- Work to be completed
List every line of the records that contains the word "person", copying each of those lines in full.

- Material supplied
· · · ·

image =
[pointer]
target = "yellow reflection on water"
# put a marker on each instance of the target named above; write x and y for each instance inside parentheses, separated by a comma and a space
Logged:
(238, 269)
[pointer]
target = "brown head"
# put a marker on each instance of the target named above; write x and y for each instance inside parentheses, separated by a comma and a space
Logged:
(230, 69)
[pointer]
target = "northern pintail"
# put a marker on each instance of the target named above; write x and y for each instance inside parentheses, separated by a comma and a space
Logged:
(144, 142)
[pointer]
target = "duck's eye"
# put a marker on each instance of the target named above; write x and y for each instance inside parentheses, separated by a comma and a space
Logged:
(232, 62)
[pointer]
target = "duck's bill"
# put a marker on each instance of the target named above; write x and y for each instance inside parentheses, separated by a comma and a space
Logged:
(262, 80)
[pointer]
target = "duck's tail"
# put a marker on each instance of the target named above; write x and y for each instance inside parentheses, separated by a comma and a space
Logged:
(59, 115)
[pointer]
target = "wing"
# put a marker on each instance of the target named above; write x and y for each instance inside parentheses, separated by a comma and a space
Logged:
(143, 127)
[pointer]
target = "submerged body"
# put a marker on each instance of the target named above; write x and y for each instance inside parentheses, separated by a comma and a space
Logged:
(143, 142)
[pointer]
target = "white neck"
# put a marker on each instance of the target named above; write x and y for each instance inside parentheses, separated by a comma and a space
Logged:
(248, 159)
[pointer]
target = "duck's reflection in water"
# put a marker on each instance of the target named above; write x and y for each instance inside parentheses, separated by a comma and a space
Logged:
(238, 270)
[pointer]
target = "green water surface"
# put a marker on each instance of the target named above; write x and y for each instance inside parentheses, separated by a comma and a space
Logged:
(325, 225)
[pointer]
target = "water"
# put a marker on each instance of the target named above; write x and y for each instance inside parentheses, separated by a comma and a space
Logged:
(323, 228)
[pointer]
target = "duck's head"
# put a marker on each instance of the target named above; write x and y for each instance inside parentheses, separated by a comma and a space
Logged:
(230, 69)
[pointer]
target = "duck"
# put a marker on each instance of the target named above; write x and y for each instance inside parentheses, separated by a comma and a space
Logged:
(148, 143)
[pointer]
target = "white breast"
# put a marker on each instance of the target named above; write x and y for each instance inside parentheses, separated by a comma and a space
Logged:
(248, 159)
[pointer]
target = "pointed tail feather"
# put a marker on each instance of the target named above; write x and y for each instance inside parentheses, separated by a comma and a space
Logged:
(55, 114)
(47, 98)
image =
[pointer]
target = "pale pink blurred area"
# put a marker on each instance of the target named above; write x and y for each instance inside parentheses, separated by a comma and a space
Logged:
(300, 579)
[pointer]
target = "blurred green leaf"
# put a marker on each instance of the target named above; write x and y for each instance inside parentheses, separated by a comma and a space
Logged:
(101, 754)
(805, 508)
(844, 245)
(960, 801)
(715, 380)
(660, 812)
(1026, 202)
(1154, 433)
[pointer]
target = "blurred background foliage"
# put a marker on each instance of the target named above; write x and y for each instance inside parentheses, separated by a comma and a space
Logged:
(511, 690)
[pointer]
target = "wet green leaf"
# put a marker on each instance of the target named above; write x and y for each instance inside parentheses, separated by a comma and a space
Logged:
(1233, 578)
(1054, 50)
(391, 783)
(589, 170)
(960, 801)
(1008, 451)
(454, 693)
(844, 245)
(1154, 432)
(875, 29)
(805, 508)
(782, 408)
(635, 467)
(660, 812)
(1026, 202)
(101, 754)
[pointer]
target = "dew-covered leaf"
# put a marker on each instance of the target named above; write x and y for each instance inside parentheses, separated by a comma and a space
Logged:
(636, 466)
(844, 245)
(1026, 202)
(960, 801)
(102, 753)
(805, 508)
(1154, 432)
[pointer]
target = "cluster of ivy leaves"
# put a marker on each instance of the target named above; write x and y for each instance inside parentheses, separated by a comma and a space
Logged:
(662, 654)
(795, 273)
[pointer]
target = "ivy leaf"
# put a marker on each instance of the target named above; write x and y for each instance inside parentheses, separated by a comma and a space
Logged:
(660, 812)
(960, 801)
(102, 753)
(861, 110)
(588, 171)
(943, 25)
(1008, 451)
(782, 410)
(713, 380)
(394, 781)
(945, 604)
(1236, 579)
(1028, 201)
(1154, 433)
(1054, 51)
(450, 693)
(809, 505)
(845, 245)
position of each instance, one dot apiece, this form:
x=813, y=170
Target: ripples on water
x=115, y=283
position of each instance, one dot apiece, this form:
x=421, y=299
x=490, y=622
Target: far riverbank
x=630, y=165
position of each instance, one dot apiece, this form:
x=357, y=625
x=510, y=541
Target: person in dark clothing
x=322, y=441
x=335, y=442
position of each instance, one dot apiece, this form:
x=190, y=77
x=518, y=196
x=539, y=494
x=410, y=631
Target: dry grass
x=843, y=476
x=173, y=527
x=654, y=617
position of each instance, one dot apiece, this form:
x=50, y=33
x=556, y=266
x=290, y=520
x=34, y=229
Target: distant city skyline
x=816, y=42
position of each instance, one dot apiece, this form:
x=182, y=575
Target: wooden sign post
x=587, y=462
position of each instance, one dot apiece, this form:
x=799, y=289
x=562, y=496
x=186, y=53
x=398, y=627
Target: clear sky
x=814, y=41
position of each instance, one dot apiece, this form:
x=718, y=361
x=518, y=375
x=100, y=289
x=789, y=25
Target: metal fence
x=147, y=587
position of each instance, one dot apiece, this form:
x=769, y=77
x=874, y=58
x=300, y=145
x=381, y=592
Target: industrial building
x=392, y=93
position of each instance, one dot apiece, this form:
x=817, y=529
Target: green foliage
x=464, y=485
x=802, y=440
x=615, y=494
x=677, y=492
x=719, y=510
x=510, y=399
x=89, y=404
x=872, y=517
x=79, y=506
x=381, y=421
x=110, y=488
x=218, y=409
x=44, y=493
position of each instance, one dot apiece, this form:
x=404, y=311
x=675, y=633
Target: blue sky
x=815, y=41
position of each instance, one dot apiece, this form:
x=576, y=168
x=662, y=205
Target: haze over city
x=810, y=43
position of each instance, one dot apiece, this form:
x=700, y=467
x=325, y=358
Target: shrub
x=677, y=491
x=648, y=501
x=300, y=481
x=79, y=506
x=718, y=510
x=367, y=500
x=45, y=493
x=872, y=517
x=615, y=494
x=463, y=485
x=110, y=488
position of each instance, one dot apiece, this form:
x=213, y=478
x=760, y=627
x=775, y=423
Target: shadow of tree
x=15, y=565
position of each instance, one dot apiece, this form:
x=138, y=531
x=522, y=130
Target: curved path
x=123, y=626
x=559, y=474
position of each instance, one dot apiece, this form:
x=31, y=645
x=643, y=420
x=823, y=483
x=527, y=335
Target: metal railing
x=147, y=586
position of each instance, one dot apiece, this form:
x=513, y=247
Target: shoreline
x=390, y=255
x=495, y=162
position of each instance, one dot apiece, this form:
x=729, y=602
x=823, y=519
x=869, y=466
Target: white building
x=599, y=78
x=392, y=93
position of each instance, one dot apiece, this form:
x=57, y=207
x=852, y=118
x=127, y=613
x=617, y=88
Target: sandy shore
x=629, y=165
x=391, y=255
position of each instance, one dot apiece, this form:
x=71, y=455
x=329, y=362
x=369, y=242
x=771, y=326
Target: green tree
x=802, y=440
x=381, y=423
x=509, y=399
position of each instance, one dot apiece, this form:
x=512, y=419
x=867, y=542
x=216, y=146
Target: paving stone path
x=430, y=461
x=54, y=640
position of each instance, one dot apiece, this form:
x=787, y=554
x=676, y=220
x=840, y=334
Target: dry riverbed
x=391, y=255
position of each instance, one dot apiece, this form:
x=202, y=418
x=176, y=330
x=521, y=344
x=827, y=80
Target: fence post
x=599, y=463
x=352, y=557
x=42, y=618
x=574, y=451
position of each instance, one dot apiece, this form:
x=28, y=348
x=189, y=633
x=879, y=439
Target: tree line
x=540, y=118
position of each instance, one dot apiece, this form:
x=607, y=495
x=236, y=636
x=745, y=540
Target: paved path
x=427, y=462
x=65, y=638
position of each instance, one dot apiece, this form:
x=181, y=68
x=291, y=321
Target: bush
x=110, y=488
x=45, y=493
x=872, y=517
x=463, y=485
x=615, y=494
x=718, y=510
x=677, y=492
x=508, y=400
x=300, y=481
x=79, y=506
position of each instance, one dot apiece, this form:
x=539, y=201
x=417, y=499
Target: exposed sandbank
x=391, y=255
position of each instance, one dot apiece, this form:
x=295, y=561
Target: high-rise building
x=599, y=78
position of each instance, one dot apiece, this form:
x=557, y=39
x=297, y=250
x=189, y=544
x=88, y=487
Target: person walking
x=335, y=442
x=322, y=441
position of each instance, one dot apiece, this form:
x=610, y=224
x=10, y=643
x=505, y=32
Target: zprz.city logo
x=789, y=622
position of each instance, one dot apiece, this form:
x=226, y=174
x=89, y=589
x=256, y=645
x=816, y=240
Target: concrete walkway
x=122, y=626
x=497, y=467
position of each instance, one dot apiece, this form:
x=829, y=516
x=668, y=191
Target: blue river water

· · · ·

- Exercise answer
Target: person in dark clothing
Target: person walking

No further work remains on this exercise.